--- Dados fornecidos ---

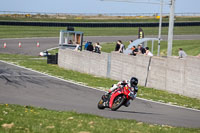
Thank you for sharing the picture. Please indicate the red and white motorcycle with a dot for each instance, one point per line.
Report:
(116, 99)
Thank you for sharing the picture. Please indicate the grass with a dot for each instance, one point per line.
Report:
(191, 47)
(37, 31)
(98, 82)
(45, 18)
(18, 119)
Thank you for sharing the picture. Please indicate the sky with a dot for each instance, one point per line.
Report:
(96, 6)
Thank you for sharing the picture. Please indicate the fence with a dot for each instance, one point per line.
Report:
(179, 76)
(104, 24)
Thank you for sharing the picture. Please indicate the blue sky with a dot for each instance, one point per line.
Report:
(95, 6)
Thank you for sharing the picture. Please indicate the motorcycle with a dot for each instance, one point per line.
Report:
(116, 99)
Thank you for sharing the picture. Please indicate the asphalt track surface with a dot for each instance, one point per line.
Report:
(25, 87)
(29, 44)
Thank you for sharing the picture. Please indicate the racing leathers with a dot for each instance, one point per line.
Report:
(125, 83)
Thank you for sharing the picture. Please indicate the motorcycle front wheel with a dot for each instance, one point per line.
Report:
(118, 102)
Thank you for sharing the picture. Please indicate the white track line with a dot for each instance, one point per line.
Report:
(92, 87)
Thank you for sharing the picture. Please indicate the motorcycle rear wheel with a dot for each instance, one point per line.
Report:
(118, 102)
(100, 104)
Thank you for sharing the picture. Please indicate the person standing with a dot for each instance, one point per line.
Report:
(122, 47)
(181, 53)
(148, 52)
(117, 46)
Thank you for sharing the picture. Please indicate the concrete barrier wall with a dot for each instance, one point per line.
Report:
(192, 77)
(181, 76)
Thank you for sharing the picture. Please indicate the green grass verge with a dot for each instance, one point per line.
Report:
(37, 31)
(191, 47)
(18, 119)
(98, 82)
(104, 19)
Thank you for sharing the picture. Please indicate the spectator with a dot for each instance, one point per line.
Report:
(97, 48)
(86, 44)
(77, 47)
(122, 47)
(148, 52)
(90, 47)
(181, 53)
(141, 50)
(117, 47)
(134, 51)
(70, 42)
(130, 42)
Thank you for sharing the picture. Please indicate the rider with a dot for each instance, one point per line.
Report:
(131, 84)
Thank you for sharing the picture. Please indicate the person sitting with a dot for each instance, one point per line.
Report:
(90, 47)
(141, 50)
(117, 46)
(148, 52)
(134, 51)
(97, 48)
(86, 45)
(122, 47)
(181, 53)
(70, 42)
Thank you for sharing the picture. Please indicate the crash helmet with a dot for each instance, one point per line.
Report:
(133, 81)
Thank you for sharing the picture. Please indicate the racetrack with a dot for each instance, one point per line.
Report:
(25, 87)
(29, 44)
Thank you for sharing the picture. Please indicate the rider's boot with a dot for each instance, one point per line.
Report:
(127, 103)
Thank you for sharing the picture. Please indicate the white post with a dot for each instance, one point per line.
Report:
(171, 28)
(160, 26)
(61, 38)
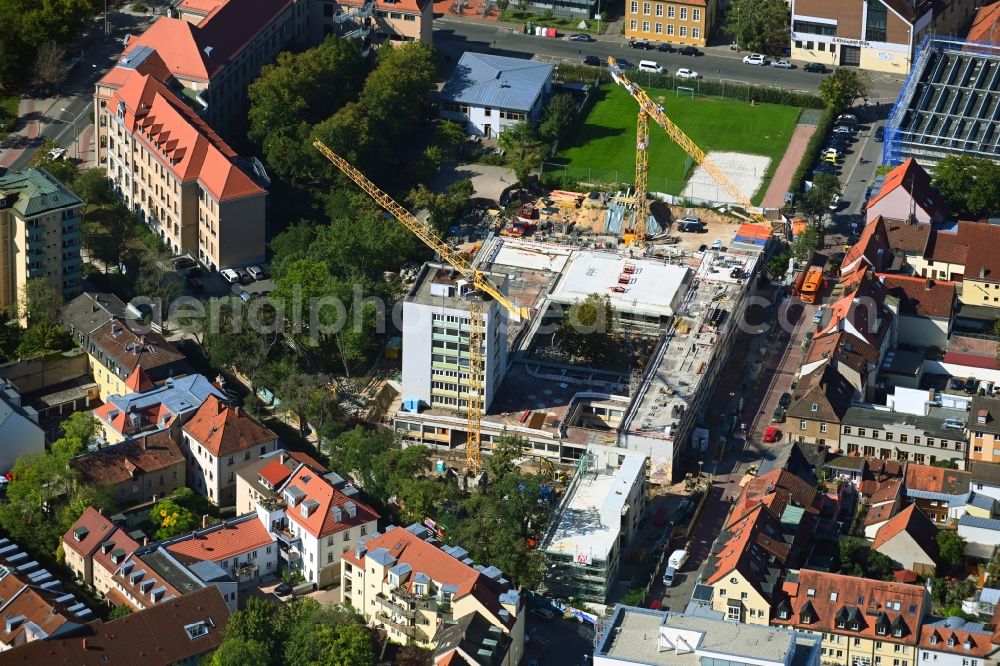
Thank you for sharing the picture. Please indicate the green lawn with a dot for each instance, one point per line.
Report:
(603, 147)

---

**Faça isto:** Copie toda a listagem acima, linha por linha, sem mudar nada. Deixe as imagens de fora da sua resposta.

**Solução completa:**
Thank you for sharing the picture. Please indicate the red and white motorcycle with a dot for each instance, one point per line.
Report:
(116, 99)
Thank you for sharing the picture. Please indicate the grass with a dot for each instance, one point per line.
Report:
(191, 47)
(37, 31)
(98, 82)
(45, 18)
(18, 119)
Thank you for sharing the picture. Please indicate the sky with a dot for each instance, one point per line.
Report:
(96, 6)
Thank you for sharing the picture. Please indicate the fence with a dot for each instance, one point per line.
Report:
(179, 76)
(104, 24)
Thank you for sharing the picture. Please indicate the blue sky with a dot for each instance, one point per line.
Report:
(95, 6)
Thank you for sharing the picture. Please indicate the motorcycle with a dot for each instance, one point per line.
Report:
(116, 99)
Thank you for sharing the picture. Please indicate the asphalt track surface with a dot for each instance, one point per line.
Report:
(25, 87)
(29, 44)
Thank you for sharing the picture. Please indicate the racing leathers with a dot for each instance, one point per line.
Report:
(125, 83)
Thank you for sharing the picture. Please indicate the motorcycle front wheel with a dot for each instance, one point per line.
Report:
(118, 102)
Thank you for sharing the picture. Please indicate the white track line with a dot for each instance, one point per line.
Report:
(92, 87)
Thank you for sharing the picture. Please indicate the motorcycle rear wheel with a dot for each instance, one point per line.
Report:
(118, 102)
(100, 104)
Thank you for sharing the picture. Please indicate the person standing with a dot for each instance, one point per line.
Report:
(122, 47)
(181, 53)
(148, 52)
(117, 46)
Thank you for sharing the picture. Please indicate the concrete barrier wall with a dot for each instance, one point per line.
Report:
(192, 77)
(181, 76)
Thank you for sharing the picture. Please indicate the green grass verge with a dot for each instance, one point per line.
Report:
(37, 31)
(191, 47)
(18, 119)
(98, 82)
(104, 19)
Thank you for sharing the picture. Please indicate the spectator with a dot for each instance, one point per line.
Report:
(97, 48)
(86, 44)
(77, 47)
(122, 47)
(148, 52)
(90, 47)
(181, 53)
(141, 50)
(117, 47)
(134, 51)
(70, 42)
(130, 42)
Thank you for sharing the picture. Please indicate the rider with a dot for each instance, one point per line.
Report:
(131, 84)
Thank you for sharing the picture. Please indicate the person sitting with a dot for each instance, one point per line.
Report:
(90, 47)
(141, 50)
(117, 46)
(148, 52)
(134, 51)
(97, 48)
(86, 45)
(122, 47)
(181, 53)
(70, 42)
Thank you for sharing the picture. Please indicate the crash helmet with a dot for each instance, one point per line.
Report:
(133, 81)
Thank you for sharing the picture. Please indicate the racetrack with a dot for each instance, one point per line.
Report:
(25, 87)
(29, 44)
Thank you for sharing the picture. Please indicate the rider's boot with a dot for each instance, one point per line.
Report:
(127, 103)
Thank you for sharing the picture. Please indicate the white post with a dot for each instance, one point per line.
Report:
(171, 28)
(160, 26)
(61, 38)
Thank you for sharing the picture. Please indicate the green lawn with a dot for each instance, one point per line.
Report:
(603, 147)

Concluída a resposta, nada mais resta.